Ermitteln Sie, in wie vielen Zeilen der nachstehenden Datensätze das Wort „every“ vorkommt, und nennen Sie ausschließlich diese Zahl.
#### Vorliegende Datensätze ####
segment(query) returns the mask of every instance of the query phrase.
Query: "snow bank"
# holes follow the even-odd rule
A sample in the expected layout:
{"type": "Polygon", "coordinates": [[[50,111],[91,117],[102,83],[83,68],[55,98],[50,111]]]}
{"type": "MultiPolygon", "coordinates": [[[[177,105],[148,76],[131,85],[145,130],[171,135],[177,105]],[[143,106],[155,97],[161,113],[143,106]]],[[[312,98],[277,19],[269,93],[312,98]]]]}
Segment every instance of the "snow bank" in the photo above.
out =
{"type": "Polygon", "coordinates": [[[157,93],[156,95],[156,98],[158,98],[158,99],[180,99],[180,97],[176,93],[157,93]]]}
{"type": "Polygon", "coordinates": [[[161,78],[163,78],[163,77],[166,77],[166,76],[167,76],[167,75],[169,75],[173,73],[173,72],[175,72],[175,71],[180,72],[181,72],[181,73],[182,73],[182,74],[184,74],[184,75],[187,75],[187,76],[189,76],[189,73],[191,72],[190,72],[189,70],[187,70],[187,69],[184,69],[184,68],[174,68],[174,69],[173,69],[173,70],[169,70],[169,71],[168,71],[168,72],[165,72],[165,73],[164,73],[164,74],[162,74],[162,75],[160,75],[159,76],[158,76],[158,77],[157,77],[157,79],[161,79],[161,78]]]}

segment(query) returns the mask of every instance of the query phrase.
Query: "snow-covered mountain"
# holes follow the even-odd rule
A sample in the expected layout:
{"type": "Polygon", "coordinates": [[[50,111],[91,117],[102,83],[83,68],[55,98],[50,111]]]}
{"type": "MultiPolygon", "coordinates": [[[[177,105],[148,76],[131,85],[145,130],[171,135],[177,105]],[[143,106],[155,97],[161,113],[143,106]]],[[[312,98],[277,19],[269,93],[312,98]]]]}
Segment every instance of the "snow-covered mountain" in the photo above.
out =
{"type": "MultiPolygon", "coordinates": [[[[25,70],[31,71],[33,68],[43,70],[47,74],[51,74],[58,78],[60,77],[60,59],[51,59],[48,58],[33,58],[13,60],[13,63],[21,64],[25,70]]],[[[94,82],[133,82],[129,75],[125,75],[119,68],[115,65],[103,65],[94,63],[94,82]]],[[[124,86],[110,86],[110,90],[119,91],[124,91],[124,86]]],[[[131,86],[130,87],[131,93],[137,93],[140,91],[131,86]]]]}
####
• Ergebnis folgt:
4